Passage to read:

Seated at a table in Mr. Sullos’s office, talking to him and Cathy, felt like chatting with Edgar Rice Burroughs enthusiasts. There was no sense of awkwardness that I was merely a fan swinging past a corporate office. Burroughs is a living presence in that room, and not just because the walls are lined with editions of every book he wrote, or that hanging on the walls are original J. Allen St. John and Frank Frazetta paintings. It simply feels that the people who work here expect Ed to walk through the back door, straw Panama hat on his head and dust from the horse ride on his boots, and genially ask how they’re all doing. Although the employees today never knew Edgar Rice Burroughs when he was alive, they would no doubt find it easy to talk to him as if they were lifetime friends. I’m sure Ed would be pleased to discover his old writing desk still waiting for him.

Burroughs’s descendants still own the company, and even though no family member was in the office the day I was visiting, the sensation of family is powerful. But there is also a touch of tragedy. Danton Burroughs, ERB’s grandson by his son Jack, served as president of the company for many years, but he died abruptly from heart failure in 2008 at age sixty-three — only a day after a fire at his home destroyed a large amount of family memorabilia. Danton’s death came at a time of major change in the company: that very day he was to be named Chairman of ERB Inc., with Jim Sullos moving into the role of president. “We expected at least ten more years with him,” Jim told me, also remarking that the stress of the fire probably contributed to Danton’s death: he was collector and deeply attached to his grandfather’s legacy. Cathy added that even five years later, they miss him every day.

As we talked, the conversation turned to Burroughs’s appeal that continues to stretch across the generations. Jim pointed out that there is so much happening in his books (he picked Son of Tarzan as a good example — that is a busy book), so many ideas, that readers can’t help but tumble into this creative tsunami. But where did these ideas come from? How did this man, who showed no inclination toward creativity before penning A Princess of Mars, become, in the words of Ray Bradbury displayed on the company website, “The most important author of the twentieth century?”

Nobody, not even Burroughs if he walked into the room to join us like I expected, could answer that. But I explained to Jim and Cathy what personally draws me to Burroughs today: His writing always gives readers something to think about beyond the basic plot and action. This is why I find ERB such a fascinating author to write about; my mind starts clicking furiously as his action-packed plots roar along. You rarely find this quality in thrillers of any stripe today, which are as disposable as candy wrappers after you’ve eaten your sugary treat. Or, dust jackets to folks in the 1920s.

I learned new information from talking to Jim and Cathy, such as that it was Emma, Burroughs’s first wife, who forced him to bring Jane Porter back to life after Burroughs killed her off in Tarzan the Untamed. (The author found a way around that later: he simply ignored Jane for a whole stretch of books.) There are also various movie projects kicking around: a complete screenplay adaptation of The Outlaw of Torn has toured Hollywood. Unfortunately, the word right now is that the Ridley Scott Robin Hood has soured the studios on medieval adventure. I also discovered that the new Tarzan series from Andy Briggs has finally found a U.S. publisher a few years after the first U.K. publication. Fantastic: I’ve purchased them all now and you can expect to hear more about them soon.

Problems and tasks:
• a. Return the part of the passage about visiting the Edgar Rice Burroughs office that starts at "I learned new" and ends at "about them soon.", copied word for word.
• b. Extend the passage about visiting the Edgar Rice Burroughs office with the next part, starting after its last sentence.

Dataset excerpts
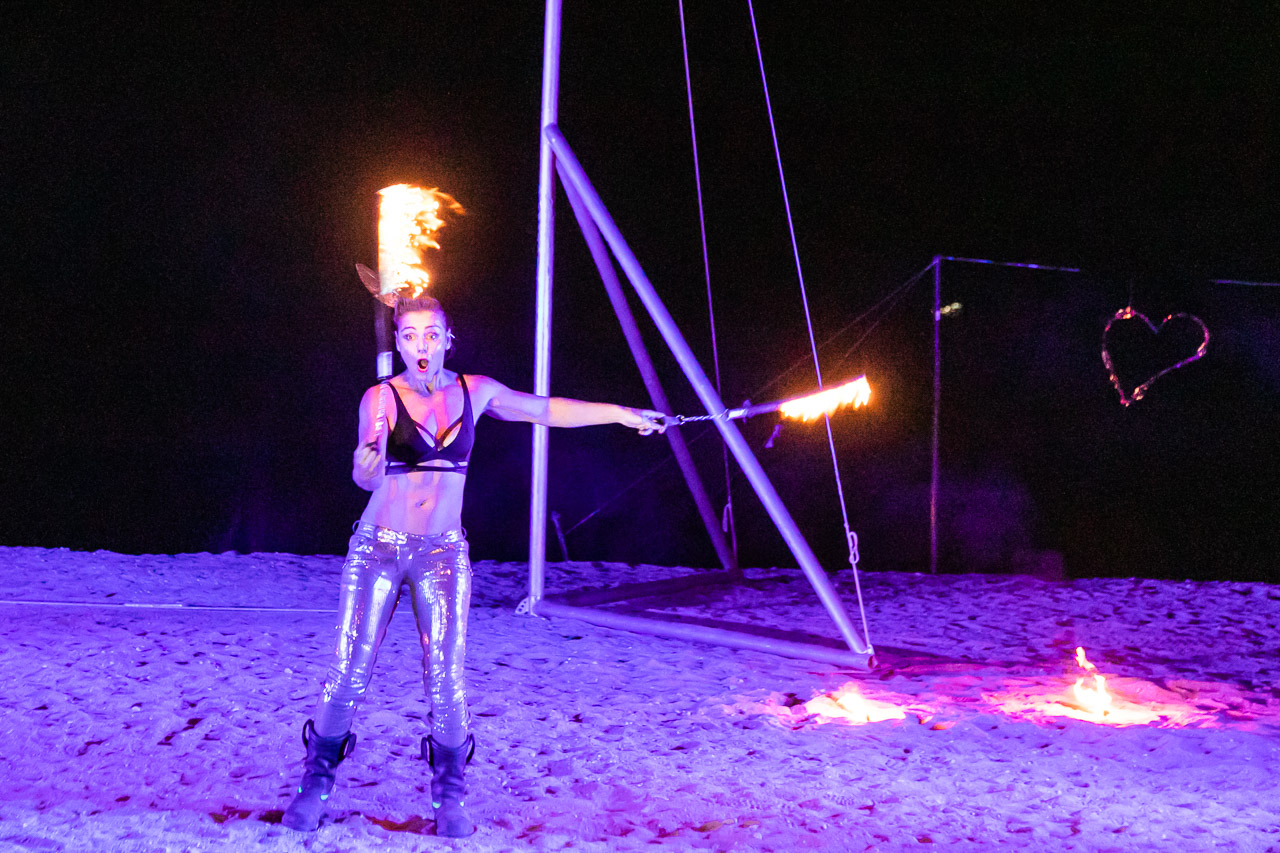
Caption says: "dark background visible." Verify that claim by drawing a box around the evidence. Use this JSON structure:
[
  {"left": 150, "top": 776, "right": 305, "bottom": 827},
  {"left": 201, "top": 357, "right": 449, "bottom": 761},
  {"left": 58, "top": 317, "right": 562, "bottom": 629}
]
[{"left": 0, "top": 0, "right": 1280, "bottom": 580}]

Per-task answers:
• a.
I learned new information from talking to Jim and Cathy, such as that it was Emma, Burroughs’s first wife, who forced him to bring Jane Porter back to life after Burroughs killed her off in Tarzan the Untamed. (The author found a way around that later: he simply ignored Jane for a whole stretch of books.) There are also various movie projects kicking around: a complete screenplay adaptation of The Outlaw of Torn has toured Hollywood. Unfortunately, the word right now is that the Ridley Scott Robin Hood has soured the studios on medieval adventure. I also discovered that the new Tarzan series from Andy Briggs has finally found a U.S. publisher a few years after the first U.K. publication. Fantastic: I’ve purchased them all now and you can expect to hear more about them soon.

• b.
The talk eventually turned, of course, to the recent John Carter movie. Disney has a few years left to decide whether to renew the rights or let them revert back to the family. Jim asked me straight if I thought The Gods of Mars will happen, and I wished I could have answered with greater hope. After reading John Carter and the Gods of Hollywood, the recent book detailing how Disney fumbled the film, it is difficult to stay optimistic about future Mars movies. But there is some positive news about the reception of John Carter. Cathy told me that her thirteen-year-old daughter loved John Carter when she saw it in a packed theater with fans for a special December screening. Yes, these are the young people who need to get Burroughs into their blood!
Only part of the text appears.